- [Required work]:
Each record needs to be echoed exactly; can you do that?

- [Supplied records]:
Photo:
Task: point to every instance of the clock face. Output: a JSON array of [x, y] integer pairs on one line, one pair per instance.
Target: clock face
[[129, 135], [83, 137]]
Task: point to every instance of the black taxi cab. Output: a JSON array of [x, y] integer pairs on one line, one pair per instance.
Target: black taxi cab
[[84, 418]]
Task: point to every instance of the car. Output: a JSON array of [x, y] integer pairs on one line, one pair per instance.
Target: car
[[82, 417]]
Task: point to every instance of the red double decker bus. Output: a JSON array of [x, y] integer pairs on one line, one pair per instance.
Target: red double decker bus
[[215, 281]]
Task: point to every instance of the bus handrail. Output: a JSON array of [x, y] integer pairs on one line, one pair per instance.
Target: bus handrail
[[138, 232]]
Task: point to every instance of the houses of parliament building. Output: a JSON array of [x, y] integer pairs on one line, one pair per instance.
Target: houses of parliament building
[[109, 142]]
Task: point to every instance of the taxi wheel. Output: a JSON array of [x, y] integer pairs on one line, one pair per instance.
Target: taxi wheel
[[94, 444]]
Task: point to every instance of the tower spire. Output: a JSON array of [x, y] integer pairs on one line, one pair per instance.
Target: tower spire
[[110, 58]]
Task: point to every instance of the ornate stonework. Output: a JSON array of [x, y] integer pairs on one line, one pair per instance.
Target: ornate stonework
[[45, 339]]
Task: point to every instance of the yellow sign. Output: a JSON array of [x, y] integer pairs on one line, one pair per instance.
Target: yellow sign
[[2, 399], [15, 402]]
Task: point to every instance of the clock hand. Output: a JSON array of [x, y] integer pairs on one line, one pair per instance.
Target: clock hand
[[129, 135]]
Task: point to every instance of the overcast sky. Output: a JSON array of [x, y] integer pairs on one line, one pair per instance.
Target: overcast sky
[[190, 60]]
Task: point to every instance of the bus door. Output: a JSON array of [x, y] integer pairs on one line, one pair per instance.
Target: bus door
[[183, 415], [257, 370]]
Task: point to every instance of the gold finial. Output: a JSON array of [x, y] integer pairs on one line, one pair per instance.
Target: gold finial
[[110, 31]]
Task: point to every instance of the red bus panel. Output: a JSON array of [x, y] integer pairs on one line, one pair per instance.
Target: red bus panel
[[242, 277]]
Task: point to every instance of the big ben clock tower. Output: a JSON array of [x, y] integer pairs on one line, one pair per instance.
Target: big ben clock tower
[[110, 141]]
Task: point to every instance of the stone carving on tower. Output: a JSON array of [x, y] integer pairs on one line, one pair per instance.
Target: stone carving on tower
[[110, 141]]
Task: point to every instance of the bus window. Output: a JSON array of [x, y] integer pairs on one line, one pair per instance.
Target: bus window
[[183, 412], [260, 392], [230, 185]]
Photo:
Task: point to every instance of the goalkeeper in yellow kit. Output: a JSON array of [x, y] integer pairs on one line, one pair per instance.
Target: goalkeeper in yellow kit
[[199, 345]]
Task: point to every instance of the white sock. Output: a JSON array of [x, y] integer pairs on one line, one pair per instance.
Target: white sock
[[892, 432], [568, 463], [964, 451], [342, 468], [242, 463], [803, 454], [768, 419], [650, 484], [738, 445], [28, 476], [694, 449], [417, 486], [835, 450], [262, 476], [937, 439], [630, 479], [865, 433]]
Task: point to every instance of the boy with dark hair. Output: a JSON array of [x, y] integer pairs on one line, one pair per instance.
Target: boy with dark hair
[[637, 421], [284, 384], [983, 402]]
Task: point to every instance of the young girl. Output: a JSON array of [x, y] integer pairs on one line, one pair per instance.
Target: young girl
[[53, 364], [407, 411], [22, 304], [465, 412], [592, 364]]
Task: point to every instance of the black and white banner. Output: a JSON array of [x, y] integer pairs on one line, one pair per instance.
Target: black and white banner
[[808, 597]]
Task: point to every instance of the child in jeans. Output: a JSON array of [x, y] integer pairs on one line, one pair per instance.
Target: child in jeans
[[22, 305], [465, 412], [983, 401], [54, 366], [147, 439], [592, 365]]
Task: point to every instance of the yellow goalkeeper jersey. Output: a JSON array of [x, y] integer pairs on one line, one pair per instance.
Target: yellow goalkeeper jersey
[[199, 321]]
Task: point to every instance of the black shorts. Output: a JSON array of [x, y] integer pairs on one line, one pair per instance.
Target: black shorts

- [Solution to the problem]:
Photo:
Task: point to every instance of the clock face. Output: a JSON array of [x, y] integer pairs on one line, one pair per instance.
Target: clock face
[[129, 135], [83, 137]]
Task: point to every instance of the black taxi cab. Output: a JSON array of [x, y] integer pairs on one line, one pair per instance.
Target: black taxi cab
[[84, 418]]
Task: point to every instance of the car. Output: a JSON array of [x, y] integer pairs on one line, one pair per instance.
Target: car
[[82, 417]]
Task: point to every instance of the red double decker bus. Output: a JSON array of [x, y] integer pairs on one line, one pair per instance.
Target: red double decker bus
[[215, 281]]
Task: point to every instance of the bus handrail. Output: a JSON array of [x, y] integer pairs on one line, one pair per instance.
Target: bus handrail
[[138, 232]]
Task: point to every instance of the houses of parliament building. Output: a JSON array of [x, y] integer pairs on one line, one pair per instance.
Target: houses of parliament building
[[109, 142]]
Task: point to every instance of the taxi wheel. Output: a JSON array of [x, y] integer pairs on one line, one pair per instance.
Target: taxi wheel
[[94, 444]]
Task: point to every instance of the tower spire. Output: a JSON array of [x, y] integer pairs on one line, one pair per instance.
Target: tower spire
[[110, 58]]
Task: point to every instance of the ornate stonework. Output: a JSON array of [x, y] integer pairs on one line, one pair per instance.
Target: ornate stonework
[[45, 339]]
Task: point to every instance of the yellow sign. Output: a JSON array of [x, y] integer pairs on one line, one pair per instance.
Target: yellow sign
[[2, 399], [15, 402]]
Task: point to every instance of the clock hand. Output: a JSON array of [x, y] integer pairs on one line, one pair per instance.
Target: clock hand
[[129, 135]]
Task: point to every instance of the overcast sky. Output: a JSON array of [x, y] integer pairs on one line, one pair per instance.
Target: overcast sky
[[190, 60]]
Task: point to every instance of the bus door. Output: a JSON array of [x, y] integer pairs on one line, one pair per instance.
Target: bus door
[[183, 415], [257, 370]]
Task: point to every instance of the gold finial. Output: a JSON array of [x, y] integer pairs on one line, one pair per instance.
Target: gold finial
[[110, 31]]
Task: point to every instance of the red bus panel. Output: a JSON array of [x, y] integer pairs on one line, one pair per instance.
Target: red bus panel
[[242, 277]]
Task: point to every instance of the big ben clock tower. Output: a JSON array of [x, y] integer pairs on one line, one pair per instance.
Target: big ben clock tower
[[110, 141]]
Task: point to every instance of the stone carving on tower. Output: a JSON array of [x, y] integer pairs on one line, one pair per instance.
Target: stone carving on tower
[[110, 141]]
Task: point to every instance of the bus window. Output: a JSON array of [x, y] integer pairs on one line, one pair per instance.
Target: bus window
[[183, 412], [260, 392], [230, 185]]
Photo:
Task: point to every instance of the goalkeeper in yellow kit. Output: a JSON array of [x, y] integer pairs on one line, one pair per instance.
Target: goalkeeper in yellow kit
[[199, 345]]
Task: point to every instance of the white sock. Output: a JSON array of [x, y] integer pairs on one line, one pair per instance.
Target: white sock
[[892, 432], [568, 463], [964, 451], [342, 468], [242, 463], [803, 454], [768, 419], [650, 484], [738, 445], [28, 476], [694, 449], [417, 486], [835, 450], [262, 476], [937, 439], [630, 479], [865, 433]]
Task: point to every instance of the boy with dark hair. Output: a JSON array of [x, y] integer pairs on one line, one pair per instance.
Target: boy with dark hair
[[637, 421], [284, 384], [983, 402]]
Task: point to every instance of the young girl. Output: a JSON array of [x, y] integer pairs on one line, one pair per instance.
Target: young girl
[[53, 364], [407, 411], [22, 304], [465, 412], [592, 364]]
Task: point to every instance of the black and white banner. Output: a JSON array of [x, y] integer pairs on one line, one pair per instance.
Target: black and white banner
[[808, 597]]
Task: point to every instance of the child in jeans. Output: a JSON array of [x, y] integer pairs on one line, one pair per instance.
Target: child in jeans
[[22, 305], [465, 412], [983, 401], [54, 366], [147, 439], [592, 365]]
Task: point to every instance of the yellow goalkeeper jersey. Output: a JSON array of [x, y] integer pairs on one line, one pair per instance.
Target: yellow goalkeeper jersey
[[199, 321]]
Task: point to every instance of the black shorts. Output: a JSON array of [x, y] integer pairs on one line, one pair per instance.
Target: black shorts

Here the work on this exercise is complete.